Aim of the exercise -
Pull out every line in the records below that contains the string "post", and copy each one in full.

[Recorded data]
===============

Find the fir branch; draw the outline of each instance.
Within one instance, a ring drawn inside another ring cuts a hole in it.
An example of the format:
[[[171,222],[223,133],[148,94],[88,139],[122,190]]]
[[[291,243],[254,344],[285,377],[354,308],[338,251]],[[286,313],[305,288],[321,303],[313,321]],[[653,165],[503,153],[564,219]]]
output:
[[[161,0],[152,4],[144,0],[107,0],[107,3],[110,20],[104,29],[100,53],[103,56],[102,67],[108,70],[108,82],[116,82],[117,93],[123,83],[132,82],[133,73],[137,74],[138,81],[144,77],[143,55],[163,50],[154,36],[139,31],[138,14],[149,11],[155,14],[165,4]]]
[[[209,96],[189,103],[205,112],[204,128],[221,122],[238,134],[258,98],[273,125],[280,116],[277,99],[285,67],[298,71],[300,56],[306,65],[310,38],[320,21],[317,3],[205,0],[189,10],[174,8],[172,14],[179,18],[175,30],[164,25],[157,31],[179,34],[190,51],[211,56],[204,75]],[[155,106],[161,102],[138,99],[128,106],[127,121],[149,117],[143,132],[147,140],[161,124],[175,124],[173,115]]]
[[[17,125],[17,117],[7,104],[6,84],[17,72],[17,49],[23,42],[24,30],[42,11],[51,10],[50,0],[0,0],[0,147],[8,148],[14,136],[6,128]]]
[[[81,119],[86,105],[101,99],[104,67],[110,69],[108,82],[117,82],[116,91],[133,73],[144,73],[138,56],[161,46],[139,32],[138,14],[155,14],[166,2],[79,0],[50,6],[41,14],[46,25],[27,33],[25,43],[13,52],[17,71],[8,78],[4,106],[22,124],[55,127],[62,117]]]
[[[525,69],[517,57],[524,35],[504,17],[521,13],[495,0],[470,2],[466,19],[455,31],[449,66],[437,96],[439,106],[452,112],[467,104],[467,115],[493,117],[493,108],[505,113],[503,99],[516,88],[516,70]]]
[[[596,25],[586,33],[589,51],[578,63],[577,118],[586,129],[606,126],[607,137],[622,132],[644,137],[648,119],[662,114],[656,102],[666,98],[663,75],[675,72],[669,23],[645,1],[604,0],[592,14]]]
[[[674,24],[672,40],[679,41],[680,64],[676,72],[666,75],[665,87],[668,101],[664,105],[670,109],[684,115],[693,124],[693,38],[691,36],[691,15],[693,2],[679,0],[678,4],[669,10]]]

===============

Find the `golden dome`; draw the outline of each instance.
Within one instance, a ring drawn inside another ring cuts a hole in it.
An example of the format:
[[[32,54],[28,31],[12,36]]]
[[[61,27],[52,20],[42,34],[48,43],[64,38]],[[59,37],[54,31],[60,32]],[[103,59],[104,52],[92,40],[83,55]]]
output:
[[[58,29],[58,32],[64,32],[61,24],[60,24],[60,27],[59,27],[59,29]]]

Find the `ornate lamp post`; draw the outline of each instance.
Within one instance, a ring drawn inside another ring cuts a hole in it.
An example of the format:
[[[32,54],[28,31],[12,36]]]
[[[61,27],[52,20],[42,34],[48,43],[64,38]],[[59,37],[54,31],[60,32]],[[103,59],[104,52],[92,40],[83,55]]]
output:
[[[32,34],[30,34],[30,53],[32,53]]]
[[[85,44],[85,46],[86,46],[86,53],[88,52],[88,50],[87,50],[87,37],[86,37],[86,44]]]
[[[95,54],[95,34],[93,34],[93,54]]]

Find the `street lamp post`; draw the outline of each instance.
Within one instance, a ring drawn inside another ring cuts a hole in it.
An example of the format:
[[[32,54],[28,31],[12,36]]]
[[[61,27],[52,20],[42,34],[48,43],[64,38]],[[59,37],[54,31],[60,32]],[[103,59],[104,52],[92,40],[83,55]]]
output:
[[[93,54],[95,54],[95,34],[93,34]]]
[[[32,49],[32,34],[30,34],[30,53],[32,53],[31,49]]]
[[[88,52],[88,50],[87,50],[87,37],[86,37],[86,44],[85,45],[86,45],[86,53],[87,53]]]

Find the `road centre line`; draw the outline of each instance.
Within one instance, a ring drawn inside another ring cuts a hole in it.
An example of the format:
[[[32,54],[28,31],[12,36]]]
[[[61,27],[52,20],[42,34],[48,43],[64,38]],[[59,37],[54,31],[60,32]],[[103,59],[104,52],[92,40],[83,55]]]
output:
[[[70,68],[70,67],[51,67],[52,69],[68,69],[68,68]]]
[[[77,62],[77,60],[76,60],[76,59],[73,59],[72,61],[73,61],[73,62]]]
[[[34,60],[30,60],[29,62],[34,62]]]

===============

The completed task -
Find the `ornate lamp post`; draw the outline of each instance.
Find the `street lamp post`; draw the outline of each instance.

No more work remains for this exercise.